Required work
A word-for-word copy of the following listing is needed. Leave out its images.
### The input
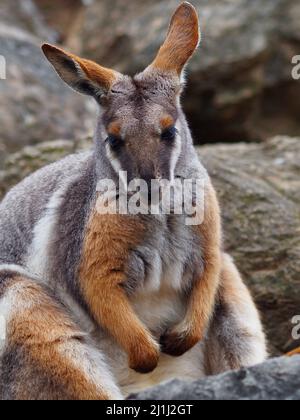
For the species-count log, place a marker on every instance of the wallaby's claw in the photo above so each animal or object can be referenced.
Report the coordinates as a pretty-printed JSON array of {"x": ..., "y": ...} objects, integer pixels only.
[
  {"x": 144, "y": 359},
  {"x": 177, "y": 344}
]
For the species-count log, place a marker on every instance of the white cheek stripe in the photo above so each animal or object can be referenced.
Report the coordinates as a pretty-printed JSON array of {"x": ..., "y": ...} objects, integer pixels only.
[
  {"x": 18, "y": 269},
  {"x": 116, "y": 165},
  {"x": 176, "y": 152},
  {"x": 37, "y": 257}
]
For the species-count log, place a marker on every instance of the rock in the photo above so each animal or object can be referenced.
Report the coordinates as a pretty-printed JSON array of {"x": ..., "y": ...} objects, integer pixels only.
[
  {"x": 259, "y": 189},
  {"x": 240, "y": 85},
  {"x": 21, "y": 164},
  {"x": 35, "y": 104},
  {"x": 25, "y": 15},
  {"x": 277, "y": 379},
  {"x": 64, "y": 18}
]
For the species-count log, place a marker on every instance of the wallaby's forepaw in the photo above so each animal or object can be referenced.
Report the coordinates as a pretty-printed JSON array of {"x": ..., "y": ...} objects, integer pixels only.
######
Answer
For the species-count log, place a marker on every instance of the wallaby's claw in the photo above so each animal or object can be referenced.
Report the coordinates as a pretty-printed JSON array of {"x": ..., "y": ...} objects, integer pixels only.
[
  {"x": 144, "y": 359},
  {"x": 177, "y": 344}
]
For the species-count log, place a marker on every instance of the white cheek stripe in the photo above so each animal or object can be referenced.
Report the coordinates as a pretty-printed JSON array of {"x": ..., "y": ...} objects, integer pixels only.
[
  {"x": 18, "y": 269},
  {"x": 116, "y": 165},
  {"x": 176, "y": 152},
  {"x": 37, "y": 257}
]
For the species-count log, place a marker on every instance of the rock in the photo above so each animal or object can be referenced.
Report the coordinates as a pretty-printed JSON array of {"x": ..., "y": ...} objects, integer pixels only.
[
  {"x": 259, "y": 189},
  {"x": 240, "y": 85},
  {"x": 21, "y": 164},
  {"x": 35, "y": 104},
  {"x": 25, "y": 15},
  {"x": 277, "y": 379},
  {"x": 64, "y": 18}
]
For the species-count log, place a marker on every instance of the wallaby's forepaw in the photo above so each animal or object can be referenced.
Report the coordinates as a pretty-printed JSON array of {"x": ..., "y": ...} objects, integer pixels only.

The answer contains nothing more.